**YOUR ASSIGNMENT**: Return nothing but the lines from the one containing "Locate the woman in" through the end of the records below, exactly as they stand and without pictures.

**RECORDS FOR THIS TASK**:

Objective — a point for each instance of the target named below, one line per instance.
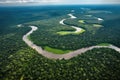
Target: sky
(46, 2)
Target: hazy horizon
(58, 2)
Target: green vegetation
(19, 62)
(56, 51)
(104, 44)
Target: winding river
(60, 56)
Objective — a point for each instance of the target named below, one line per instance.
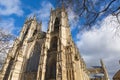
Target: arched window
(51, 69)
(56, 24)
(53, 43)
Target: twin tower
(51, 55)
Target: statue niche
(53, 43)
(56, 25)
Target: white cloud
(7, 25)
(43, 14)
(102, 43)
(8, 7)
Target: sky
(95, 44)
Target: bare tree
(91, 11)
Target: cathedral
(51, 55)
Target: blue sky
(93, 45)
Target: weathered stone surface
(37, 55)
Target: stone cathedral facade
(51, 55)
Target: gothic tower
(60, 58)
(37, 55)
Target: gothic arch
(51, 68)
(53, 43)
(56, 24)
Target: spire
(104, 69)
(26, 19)
(63, 7)
(34, 17)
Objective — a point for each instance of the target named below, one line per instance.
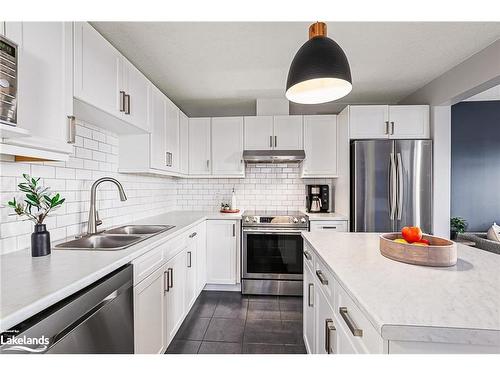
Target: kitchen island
(393, 307)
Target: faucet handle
(97, 220)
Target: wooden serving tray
(440, 253)
(230, 211)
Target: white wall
(96, 155)
(265, 187)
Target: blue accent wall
(475, 163)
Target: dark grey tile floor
(229, 323)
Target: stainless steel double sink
(115, 239)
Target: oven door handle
(274, 231)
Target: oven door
(272, 254)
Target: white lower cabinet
(308, 310)
(150, 316)
(222, 240)
(333, 324)
(175, 293)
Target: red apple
(412, 234)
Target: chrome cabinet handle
(392, 187)
(171, 278)
(350, 324)
(122, 101)
(321, 277)
(400, 191)
(329, 328)
(127, 104)
(165, 281)
(71, 129)
(310, 296)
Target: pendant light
(319, 72)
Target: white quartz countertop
(459, 304)
(29, 285)
(325, 216)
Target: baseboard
(223, 287)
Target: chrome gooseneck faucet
(94, 220)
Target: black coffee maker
(317, 198)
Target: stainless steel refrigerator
(391, 185)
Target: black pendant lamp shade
(319, 72)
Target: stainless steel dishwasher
(97, 319)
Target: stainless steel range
(272, 252)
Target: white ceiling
(487, 95)
(220, 68)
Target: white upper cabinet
(45, 90)
(183, 143)
(259, 133)
(158, 135)
(227, 146)
(273, 133)
(199, 146)
(368, 121)
(389, 121)
(136, 89)
(96, 70)
(288, 133)
(320, 146)
(409, 121)
(172, 133)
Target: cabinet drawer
(147, 264)
(336, 226)
(324, 279)
(309, 257)
(350, 317)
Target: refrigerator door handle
(392, 187)
(400, 186)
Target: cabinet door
(199, 146)
(320, 146)
(325, 327)
(308, 310)
(259, 133)
(409, 121)
(227, 146)
(288, 133)
(191, 271)
(158, 135)
(45, 89)
(183, 143)
(172, 133)
(150, 315)
(368, 121)
(221, 251)
(176, 290)
(96, 70)
(201, 255)
(137, 87)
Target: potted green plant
(457, 225)
(37, 203)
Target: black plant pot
(40, 241)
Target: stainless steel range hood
(274, 156)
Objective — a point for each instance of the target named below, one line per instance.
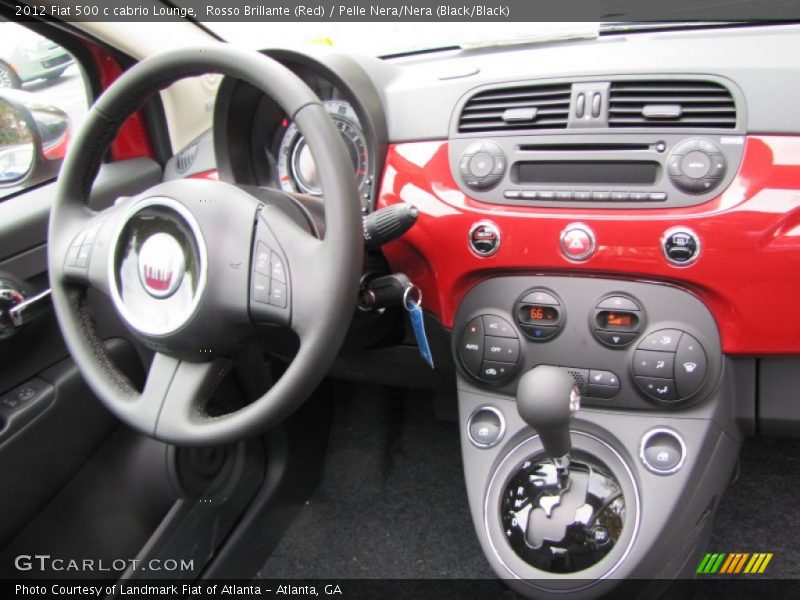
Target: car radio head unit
(619, 170)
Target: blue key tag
(413, 305)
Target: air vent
(517, 109)
(664, 104)
(185, 158)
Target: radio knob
(696, 166)
(482, 165)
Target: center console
(598, 429)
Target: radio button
(474, 148)
(499, 165)
(707, 146)
(674, 165)
(717, 166)
(686, 147)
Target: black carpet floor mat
(759, 513)
(393, 502)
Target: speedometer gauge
(296, 168)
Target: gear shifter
(547, 398)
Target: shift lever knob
(547, 398)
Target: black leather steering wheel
(195, 266)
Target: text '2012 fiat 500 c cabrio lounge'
(521, 314)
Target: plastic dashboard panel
(750, 235)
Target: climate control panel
(627, 344)
(489, 348)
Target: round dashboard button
(662, 451)
(577, 242)
(696, 164)
(481, 165)
(484, 238)
(681, 246)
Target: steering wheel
(195, 267)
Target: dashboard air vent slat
(700, 104)
(485, 111)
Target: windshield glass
(387, 38)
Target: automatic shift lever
(547, 398)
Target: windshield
(388, 38)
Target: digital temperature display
(617, 320)
(537, 313)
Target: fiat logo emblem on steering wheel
(161, 265)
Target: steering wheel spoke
(175, 392)
(87, 256)
(286, 260)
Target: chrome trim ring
(646, 438)
(141, 323)
(496, 411)
(489, 225)
(588, 253)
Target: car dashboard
(624, 209)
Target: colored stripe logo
(734, 563)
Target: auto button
(471, 346)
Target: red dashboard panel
(748, 273)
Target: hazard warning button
(577, 242)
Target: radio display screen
(587, 172)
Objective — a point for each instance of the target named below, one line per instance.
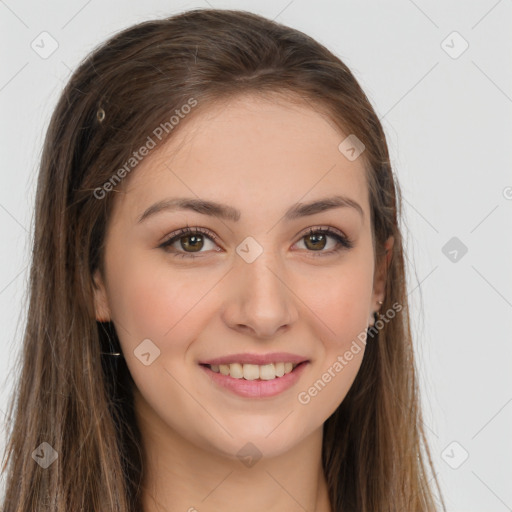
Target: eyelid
(343, 241)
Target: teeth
(253, 371)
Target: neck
(182, 476)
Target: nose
(261, 302)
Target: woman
(218, 311)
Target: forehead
(251, 152)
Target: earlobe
(100, 298)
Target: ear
(100, 298)
(379, 282)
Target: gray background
(447, 116)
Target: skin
(260, 157)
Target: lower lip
(257, 388)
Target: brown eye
(187, 241)
(193, 242)
(316, 241)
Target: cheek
(341, 298)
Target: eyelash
(343, 242)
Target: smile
(255, 381)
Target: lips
(259, 359)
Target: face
(262, 276)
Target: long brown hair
(375, 454)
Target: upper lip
(259, 359)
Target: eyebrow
(227, 212)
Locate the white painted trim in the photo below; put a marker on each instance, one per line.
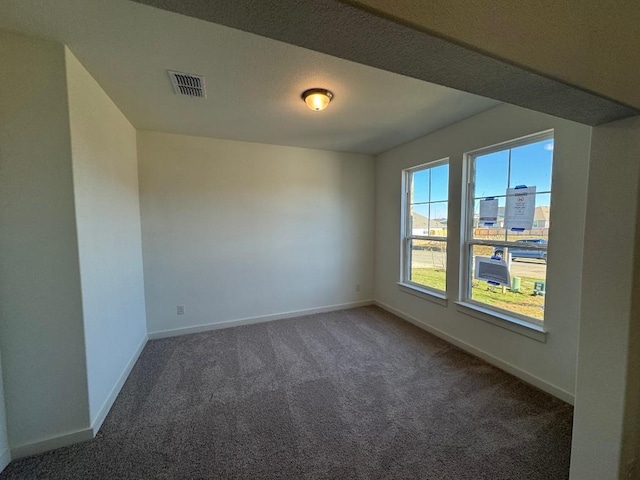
(249, 321)
(52, 443)
(501, 364)
(5, 459)
(108, 403)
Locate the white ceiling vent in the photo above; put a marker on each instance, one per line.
(188, 84)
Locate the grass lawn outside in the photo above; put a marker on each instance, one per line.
(523, 302)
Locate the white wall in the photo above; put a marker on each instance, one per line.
(235, 230)
(105, 177)
(549, 365)
(606, 437)
(5, 452)
(41, 331)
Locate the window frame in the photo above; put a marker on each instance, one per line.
(466, 231)
(406, 237)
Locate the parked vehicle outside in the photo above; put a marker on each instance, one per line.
(517, 253)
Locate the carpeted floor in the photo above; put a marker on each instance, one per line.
(356, 394)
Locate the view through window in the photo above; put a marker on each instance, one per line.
(507, 228)
(425, 225)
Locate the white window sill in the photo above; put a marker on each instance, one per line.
(522, 327)
(424, 293)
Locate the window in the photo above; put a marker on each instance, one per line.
(504, 264)
(424, 234)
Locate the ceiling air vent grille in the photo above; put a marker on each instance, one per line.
(188, 84)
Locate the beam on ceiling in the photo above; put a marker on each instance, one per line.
(351, 33)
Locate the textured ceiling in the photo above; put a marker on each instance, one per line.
(333, 27)
(254, 83)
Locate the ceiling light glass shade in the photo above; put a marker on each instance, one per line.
(317, 98)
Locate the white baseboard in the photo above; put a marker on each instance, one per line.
(248, 321)
(52, 443)
(501, 364)
(5, 458)
(108, 403)
(86, 433)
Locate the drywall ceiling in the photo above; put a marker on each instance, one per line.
(394, 38)
(254, 83)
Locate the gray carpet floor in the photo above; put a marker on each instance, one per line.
(355, 394)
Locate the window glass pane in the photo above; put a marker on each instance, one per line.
(489, 232)
(428, 265)
(438, 215)
(528, 274)
(531, 165)
(440, 183)
(420, 186)
(419, 220)
(491, 174)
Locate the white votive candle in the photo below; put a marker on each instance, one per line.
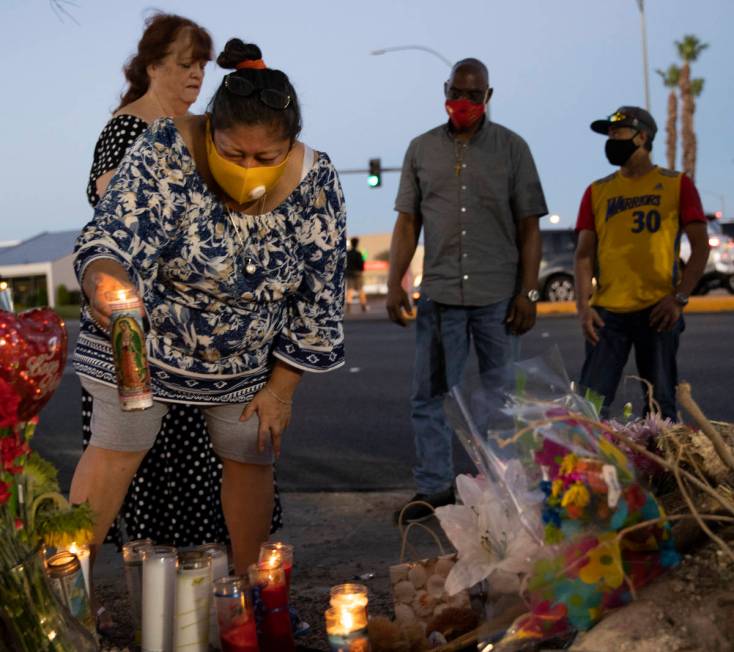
(159, 595)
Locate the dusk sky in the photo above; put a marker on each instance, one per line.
(555, 66)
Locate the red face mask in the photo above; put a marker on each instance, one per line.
(464, 113)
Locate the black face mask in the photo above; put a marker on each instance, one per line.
(619, 151)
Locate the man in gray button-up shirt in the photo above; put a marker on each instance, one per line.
(472, 187)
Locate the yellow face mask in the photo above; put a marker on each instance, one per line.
(242, 184)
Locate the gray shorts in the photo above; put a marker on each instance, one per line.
(116, 430)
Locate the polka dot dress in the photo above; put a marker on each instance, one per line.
(175, 496)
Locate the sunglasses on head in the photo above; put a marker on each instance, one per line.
(270, 97)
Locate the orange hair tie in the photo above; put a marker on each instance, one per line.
(258, 64)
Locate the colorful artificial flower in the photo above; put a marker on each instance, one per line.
(604, 563)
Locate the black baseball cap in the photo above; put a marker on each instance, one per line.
(627, 116)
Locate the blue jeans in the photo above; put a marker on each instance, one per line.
(443, 335)
(655, 355)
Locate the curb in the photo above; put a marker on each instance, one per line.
(695, 305)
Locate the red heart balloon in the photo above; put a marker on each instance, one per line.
(32, 356)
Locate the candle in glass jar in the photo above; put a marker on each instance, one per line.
(193, 598)
(129, 350)
(132, 558)
(346, 629)
(236, 619)
(278, 553)
(159, 595)
(277, 631)
(82, 554)
(220, 568)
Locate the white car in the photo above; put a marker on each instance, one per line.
(719, 272)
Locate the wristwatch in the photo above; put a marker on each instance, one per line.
(681, 299)
(532, 295)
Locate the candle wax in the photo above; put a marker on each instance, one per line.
(241, 638)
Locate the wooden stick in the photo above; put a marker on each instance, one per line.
(685, 398)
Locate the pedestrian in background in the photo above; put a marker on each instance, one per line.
(472, 187)
(355, 275)
(629, 227)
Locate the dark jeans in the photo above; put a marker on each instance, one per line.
(655, 355)
(443, 338)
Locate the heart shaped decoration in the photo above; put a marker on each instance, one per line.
(32, 356)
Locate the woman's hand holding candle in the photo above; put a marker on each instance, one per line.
(102, 279)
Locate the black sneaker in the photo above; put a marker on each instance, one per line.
(416, 513)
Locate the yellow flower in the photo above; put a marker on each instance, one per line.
(605, 563)
(577, 495)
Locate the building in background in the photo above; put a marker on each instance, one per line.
(375, 248)
(35, 269)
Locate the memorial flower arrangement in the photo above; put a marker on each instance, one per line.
(33, 514)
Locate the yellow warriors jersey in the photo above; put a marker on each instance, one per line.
(638, 224)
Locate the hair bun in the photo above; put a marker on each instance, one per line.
(236, 51)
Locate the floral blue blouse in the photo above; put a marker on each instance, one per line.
(225, 293)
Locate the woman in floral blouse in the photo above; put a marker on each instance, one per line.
(232, 232)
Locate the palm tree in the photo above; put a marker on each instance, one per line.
(670, 78)
(689, 49)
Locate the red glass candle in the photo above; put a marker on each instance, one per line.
(276, 629)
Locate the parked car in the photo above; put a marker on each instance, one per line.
(719, 271)
(556, 267)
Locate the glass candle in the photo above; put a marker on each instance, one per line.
(159, 595)
(346, 629)
(235, 615)
(279, 553)
(128, 349)
(65, 576)
(220, 568)
(271, 591)
(82, 553)
(348, 596)
(132, 558)
(193, 599)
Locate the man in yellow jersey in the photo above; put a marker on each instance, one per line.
(629, 225)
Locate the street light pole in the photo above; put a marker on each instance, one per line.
(643, 28)
(396, 48)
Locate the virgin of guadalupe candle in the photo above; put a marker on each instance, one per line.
(235, 615)
(270, 589)
(159, 595)
(346, 629)
(66, 578)
(132, 558)
(220, 568)
(278, 553)
(193, 599)
(82, 554)
(128, 349)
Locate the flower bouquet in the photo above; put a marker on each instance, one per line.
(32, 512)
(557, 481)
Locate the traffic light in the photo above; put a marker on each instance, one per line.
(374, 179)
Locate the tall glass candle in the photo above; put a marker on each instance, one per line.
(66, 578)
(348, 596)
(346, 629)
(220, 568)
(193, 599)
(159, 595)
(270, 589)
(132, 557)
(82, 554)
(129, 352)
(235, 615)
(278, 553)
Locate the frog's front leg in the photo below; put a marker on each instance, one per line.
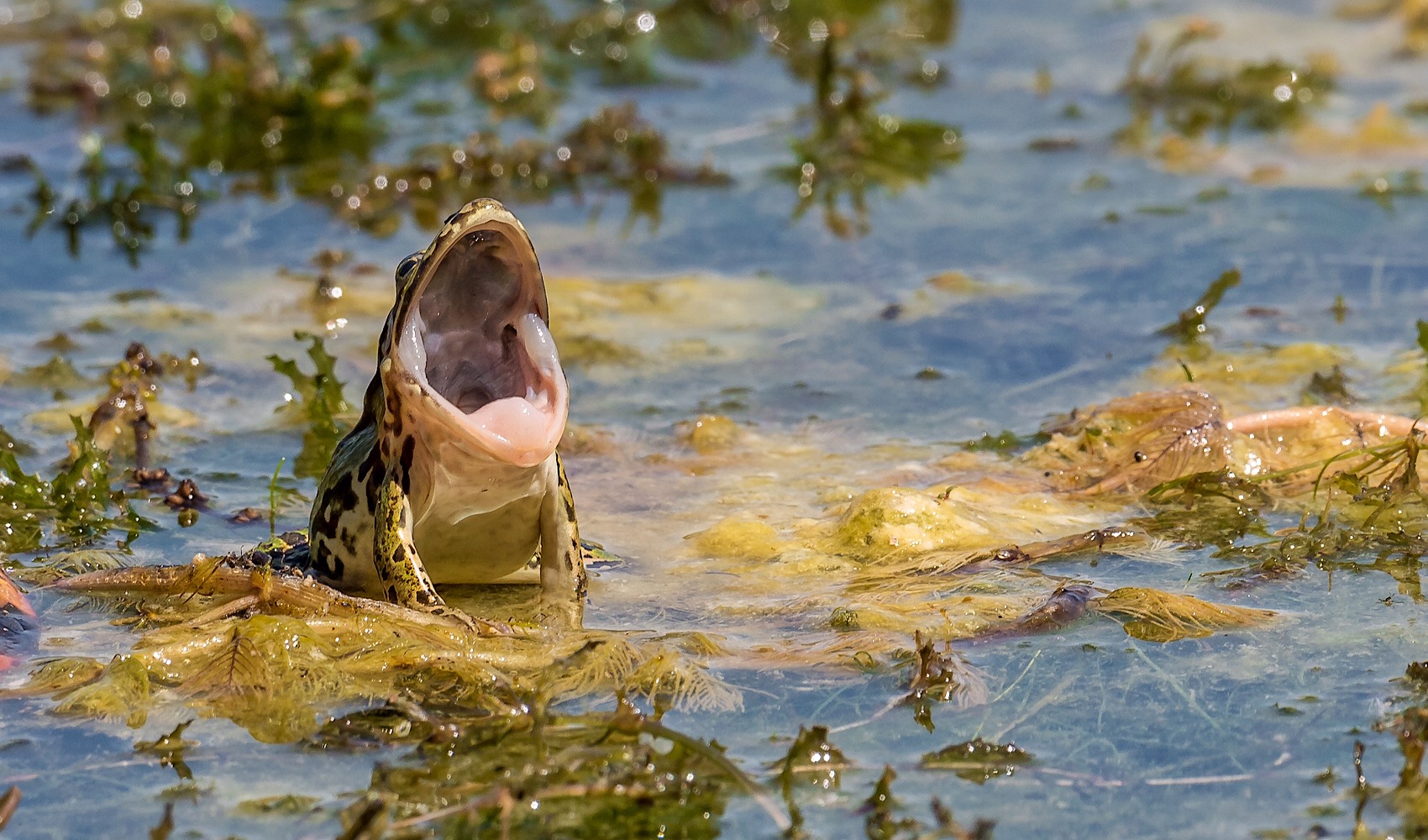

**RESPONSE**:
Locate the woman in floral blouse in the photo above; put a marker on each instance, one per line.
(232, 232)
Locate the palm tree in the photo above; put a marker on each instance, one per line.
(670, 78)
(689, 49)
Locate the red glass candle in the photo above; put a marker on each instance, one per line.
(276, 629)
Locate the parked car in the photo above; put a marker on each instance, one per line.
(719, 271)
(556, 267)
Locate the glass candle in the photo above; put a marker on each instance, one per line.
(159, 595)
(346, 629)
(235, 615)
(279, 553)
(128, 349)
(65, 576)
(220, 568)
(271, 591)
(82, 553)
(348, 596)
(132, 558)
(193, 599)
Locate the man in yellow jersey in the photo above; put a marker on each instance, one per line.
(629, 225)
Locate the street light pole in the photo above; put a marker on each instance, one per line.
(643, 28)
(396, 48)
Locate the virgin of guadalupe candle in the photo above; put a marker on each instance, one per line.
(235, 615)
(270, 589)
(159, 595)
(346, 629)
(66, 578)
(132, 558)
(220, 568)
(278, 553)
(193, 599)
(82, 554)
(128, 349)
Locate the flower bouquet in the photo above; put a marker on each instance, one per line.
(32, 512)
(557, 481)
Locate the traffic light in the photo above; put a marker on each instance, one per line.
(374, 179)
Locate the tall glass candle in the photo above; put a marker on each instance, one per line.
(66, 578)
(348, 596)
(346, 629)
(220, 568)
(193, 599)
(159, 595)
(270, 589)
(132, 557)
(82, 554)
(129, 352)
(235, 615)
(278, 553)
Locate the frog's front leg in the photo below; put a marker on each instance, one per line.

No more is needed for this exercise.